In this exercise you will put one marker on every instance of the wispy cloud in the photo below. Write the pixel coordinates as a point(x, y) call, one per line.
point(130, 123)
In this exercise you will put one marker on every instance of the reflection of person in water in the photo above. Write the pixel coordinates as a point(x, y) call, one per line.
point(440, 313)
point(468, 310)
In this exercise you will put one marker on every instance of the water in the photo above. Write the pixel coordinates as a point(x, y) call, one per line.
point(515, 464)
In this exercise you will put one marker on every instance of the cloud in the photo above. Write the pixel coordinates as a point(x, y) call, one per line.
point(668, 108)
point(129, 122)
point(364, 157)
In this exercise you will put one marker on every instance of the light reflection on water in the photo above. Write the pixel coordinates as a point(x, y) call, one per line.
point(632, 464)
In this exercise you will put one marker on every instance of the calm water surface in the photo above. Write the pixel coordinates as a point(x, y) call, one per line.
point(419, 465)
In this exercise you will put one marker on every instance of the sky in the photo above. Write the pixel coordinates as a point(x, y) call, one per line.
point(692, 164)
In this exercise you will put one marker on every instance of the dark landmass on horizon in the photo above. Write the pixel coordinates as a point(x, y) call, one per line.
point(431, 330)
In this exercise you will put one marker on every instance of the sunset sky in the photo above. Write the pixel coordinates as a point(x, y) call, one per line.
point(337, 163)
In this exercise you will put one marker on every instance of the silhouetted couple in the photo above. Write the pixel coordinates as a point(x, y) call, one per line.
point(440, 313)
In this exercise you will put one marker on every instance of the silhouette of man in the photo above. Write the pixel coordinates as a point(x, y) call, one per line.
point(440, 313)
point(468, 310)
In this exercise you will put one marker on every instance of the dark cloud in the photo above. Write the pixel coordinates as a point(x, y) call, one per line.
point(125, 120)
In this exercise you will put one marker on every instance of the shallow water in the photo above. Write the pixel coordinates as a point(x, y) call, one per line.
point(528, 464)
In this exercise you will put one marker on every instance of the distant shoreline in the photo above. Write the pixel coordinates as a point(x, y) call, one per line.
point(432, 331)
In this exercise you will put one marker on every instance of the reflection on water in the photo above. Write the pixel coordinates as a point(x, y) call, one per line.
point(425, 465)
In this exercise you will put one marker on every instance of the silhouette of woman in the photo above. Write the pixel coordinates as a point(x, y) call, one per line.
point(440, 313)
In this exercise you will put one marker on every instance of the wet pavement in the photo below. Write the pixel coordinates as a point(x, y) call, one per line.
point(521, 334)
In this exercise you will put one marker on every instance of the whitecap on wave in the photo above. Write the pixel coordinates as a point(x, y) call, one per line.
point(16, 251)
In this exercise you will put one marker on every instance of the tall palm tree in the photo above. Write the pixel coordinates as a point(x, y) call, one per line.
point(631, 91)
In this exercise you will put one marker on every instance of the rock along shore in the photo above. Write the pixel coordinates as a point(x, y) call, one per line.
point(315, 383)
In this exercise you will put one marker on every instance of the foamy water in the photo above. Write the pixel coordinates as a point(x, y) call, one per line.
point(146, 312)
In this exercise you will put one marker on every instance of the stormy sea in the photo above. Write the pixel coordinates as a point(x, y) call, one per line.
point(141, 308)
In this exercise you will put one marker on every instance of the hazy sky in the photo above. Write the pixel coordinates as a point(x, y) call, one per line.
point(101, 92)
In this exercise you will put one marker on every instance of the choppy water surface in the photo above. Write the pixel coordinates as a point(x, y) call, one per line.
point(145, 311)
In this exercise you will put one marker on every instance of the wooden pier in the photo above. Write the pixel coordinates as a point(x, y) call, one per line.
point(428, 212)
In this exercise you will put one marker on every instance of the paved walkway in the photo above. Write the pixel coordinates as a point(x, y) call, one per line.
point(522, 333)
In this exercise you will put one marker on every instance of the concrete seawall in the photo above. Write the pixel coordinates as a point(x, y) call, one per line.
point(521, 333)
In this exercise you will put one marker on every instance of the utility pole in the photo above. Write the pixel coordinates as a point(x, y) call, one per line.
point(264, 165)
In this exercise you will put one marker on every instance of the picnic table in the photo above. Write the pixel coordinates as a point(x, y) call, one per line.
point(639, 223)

★ ★ ★ ★ ★

• The task
All lines from the one containing "of the wooden" through the last line of the data must be set down exactly. No other lines belong in the answer.

• Answer section
In this exercise you will put one marker on every instance of the wooden pier in the photo above. Write the pixel coordinates as a point(x, y) call, one per line.
point(428, 212)
In this exercise you will put one marker on every instance of the paved walkway in the photo above. Write the pixel coordinates as a point(x, y) call, one per line.
point(522, 333)
In this exercise you will put one marker on every instance of the concrete seawall in the photo above. Write the pixel coordinates as a point(x, y) call, one per line.
point(521, 333)
In this exercise you will put one marker on every instance of the utility pole in the photo above. Write the pixel coordinates as a point(x, y) call, one per line.
point(264, 165)
In this exercise you will put one marker on every instance of the picnic table in the photo above. Write the pixel coordinates as a point(x, y) call, one per line.
point(639, 223)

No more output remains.